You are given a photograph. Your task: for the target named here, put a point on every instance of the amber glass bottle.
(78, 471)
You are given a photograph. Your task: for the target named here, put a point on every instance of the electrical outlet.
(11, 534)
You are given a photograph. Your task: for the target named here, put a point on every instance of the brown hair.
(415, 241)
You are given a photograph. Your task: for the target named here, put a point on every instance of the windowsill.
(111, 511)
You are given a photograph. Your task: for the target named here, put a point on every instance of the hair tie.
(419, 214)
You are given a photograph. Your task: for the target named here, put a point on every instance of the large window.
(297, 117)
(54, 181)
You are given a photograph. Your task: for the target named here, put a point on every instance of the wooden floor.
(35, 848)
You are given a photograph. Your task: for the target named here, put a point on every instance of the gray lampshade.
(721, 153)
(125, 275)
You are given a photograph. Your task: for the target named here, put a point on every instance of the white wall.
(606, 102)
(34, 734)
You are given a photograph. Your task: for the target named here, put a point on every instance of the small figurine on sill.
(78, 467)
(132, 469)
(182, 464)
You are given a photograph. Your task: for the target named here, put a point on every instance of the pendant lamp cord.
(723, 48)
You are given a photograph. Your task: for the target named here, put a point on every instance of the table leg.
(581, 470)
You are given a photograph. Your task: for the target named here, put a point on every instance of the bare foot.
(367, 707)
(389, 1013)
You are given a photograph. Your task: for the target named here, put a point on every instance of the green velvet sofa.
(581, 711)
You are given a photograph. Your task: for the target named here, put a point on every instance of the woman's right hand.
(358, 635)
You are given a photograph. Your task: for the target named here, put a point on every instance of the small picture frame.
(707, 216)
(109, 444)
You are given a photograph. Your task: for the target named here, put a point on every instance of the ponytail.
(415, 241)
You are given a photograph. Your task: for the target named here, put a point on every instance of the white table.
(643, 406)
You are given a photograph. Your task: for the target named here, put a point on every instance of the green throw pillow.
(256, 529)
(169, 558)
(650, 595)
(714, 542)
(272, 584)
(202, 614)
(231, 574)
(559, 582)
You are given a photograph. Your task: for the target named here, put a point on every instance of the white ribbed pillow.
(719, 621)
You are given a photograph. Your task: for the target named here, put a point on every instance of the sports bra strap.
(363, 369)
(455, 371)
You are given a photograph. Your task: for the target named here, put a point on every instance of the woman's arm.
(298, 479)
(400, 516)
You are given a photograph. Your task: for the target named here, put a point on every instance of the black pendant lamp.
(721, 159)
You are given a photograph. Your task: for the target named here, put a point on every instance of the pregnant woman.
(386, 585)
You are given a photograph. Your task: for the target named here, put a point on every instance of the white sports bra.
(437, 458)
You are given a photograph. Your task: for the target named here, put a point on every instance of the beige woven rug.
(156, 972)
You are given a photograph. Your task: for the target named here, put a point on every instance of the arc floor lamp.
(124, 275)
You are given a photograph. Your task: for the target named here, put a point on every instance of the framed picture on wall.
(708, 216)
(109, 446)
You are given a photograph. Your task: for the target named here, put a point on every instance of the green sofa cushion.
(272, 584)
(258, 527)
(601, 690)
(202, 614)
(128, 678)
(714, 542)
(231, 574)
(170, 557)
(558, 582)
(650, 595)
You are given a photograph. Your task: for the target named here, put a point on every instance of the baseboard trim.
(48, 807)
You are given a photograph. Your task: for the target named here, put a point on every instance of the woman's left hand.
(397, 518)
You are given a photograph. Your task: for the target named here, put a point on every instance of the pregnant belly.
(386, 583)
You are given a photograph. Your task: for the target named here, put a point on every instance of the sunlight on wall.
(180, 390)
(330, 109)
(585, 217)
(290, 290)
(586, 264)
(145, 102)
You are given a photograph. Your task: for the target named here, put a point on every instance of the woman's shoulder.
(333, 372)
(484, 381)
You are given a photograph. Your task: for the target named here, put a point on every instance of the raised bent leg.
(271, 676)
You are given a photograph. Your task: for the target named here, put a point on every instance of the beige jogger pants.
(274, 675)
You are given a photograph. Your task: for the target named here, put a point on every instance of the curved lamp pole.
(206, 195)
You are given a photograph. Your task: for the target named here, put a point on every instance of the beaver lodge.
■ ■ ■ ■
The data, all of it, should be transcribed exactly.

Output of the task:
You are given a photograph. Your task: for the target named here, put a point on every instance of the amber glass bottle.
(78, 471)
You are given a photograph. Your task: for the target named here, put a point on every instance of the electrical outlet.
(11, 534)
You are given a photograph. Your task: for the target named here, put a point on every instance of the brown hair.
(415, 241)
You are given a photograph. Your task: for the target named here, put a point on every instance of the windowsill.
(111, 511)
You are given a photograph. Your task: for the target named here, put a point on every instance of the hair tie.
(419, 214)
You are given a photograph. Your task: for the target named here, put a point on every instance of the large window.
(297, 117)
(54, 181)
You are given a photograph. Your task: for the target named here, put a point on every instance of the wooden floor.
(35, 848)
You are given a photograph. Your task: for the target named here, put a point on every instance of the gray lampshade.
(721, 153)
(125, 275)
You are given a photograph. Your task: for the target named here, put a point on every instance of the white wall.
(606, 102)
(34, 734)
You are given a photograph. Your task: for the target named here, put a point on every instance of the small figurine on sill.
(78, 467)
(132, 469)
(182, 464)
You are given a photograph. Your task: for the target named here, put a point on every instance of the pendant lamp cord.
(723, 48)
You are given a photograph. Your task: for the target named here, put a point on every instance of the table leg.
(581, 470)
You are given a photograph. Your task: for the target named here, put a point on every instance of the bare foot.
(367, 707)
(389, 1013)
You are given a photograph. Your task: for the target named here, put a point on every instance of the green velvet sofa.
(581, 711)
You are given a photograph. Your task: for the target named here, put a point on every instance of the woman's right hand.
(358, 635)
You are given a photograph. Your task: for the target named here, put a point on every instance of the small picture frame.
(707, 216)
(109, 444)
You are given a photograph. Your task: for the target named here, put a point on every instance of the ponytail.
(415, 241)
You are given a photograph. Your task: for the target named here, put a point on every instance of the white table.
(643, 406)
You are given a photograph. Your task: for the target named here, put a point on every instance of the green throw pillow.
(256, 529)
(169, 558)
(650, 595)
(714, 542)
(272, 584)
(202, 614)
(231, 574)
(559, 582)
You are given a photograph. Your task: for the target named here, put a point on every instance of the white ribbed pillow.
(719, 621)
You are given a photograph. Your task: for the target named here, put a point on every instance of the sports bra strap.
(363, 369)
(455, 371)
You are given a photograph. Your task: for the target named here, put a point on every instance of the woman's arm.
(298, 479)
(400, 516)
You are given a photograph. Your task: for the target named here, put a point on every instance of the black pendant lamp.
(721, 159)
You are given a photograph. Your task: for the target named here, put a point on every instance of the pregnant woman.
(386, 585)
You are given a photograph. Your task: for the target named here, put a point on every instance of the white sports bra.
(437, 458)
You are given a photograph. Your task: for the target named here, put a point on every instance of the beige woven rug.
(156, 972)
You are given a photograph. Your task: for the target named here, put a point on every instance of the arc floor lamp.
(124, 275)
You are given a photograph. Your task: for the target named here, put a point on every instance of the framed picture on wall.
(708, 216)
(109, 446)
You are given a photograph. Your task: for the target named here, put a point on every instance of the green sofa cushion.
(272, 584)
(258, 527)
(601, 690)
(202, 614)
(128, 678)
(714, 542)
(231, 574)
(170, 557)
(558, 582)
(650, 595)
You are given a photograph. Your task: for the target named here, put a point on every instance of the baseboard trim.
(48, 807)
You are given a photograph. Your task: for the target named here, put a point on every instance of the woman's left hand.
(397, 518)
You are given a photograph. Your task: for the target named here, put a point on every instance of the pregnant belly.
(386, 583)
You are given a photograph. Your task: for the target named here, put a point on every instance of the sunlight on wall.
(180, 390)
(330, 109)
(585, 217)
(290, 290)
(586, 264)
(145, 102)
You are given a photograph. Your task: for the target named here, put a point on every instance of the woman's shoulder.
(333, 372)
(484, 381)
You are given a photograph. Your task: for the target named here, put a point on every instance of the raised bent leg.
(271, 676)
You are given a photograph. Your task: for the target named here, put a point on every instance of the beige jogger pants.
(274, 675)
You are given a photograph. Your task: for the target named here, put a point on every instance of the curved lamp pole.
(206, 195)
You are given a photograph. Your task: for the target named here, put a point on every instance of the beaver lodge.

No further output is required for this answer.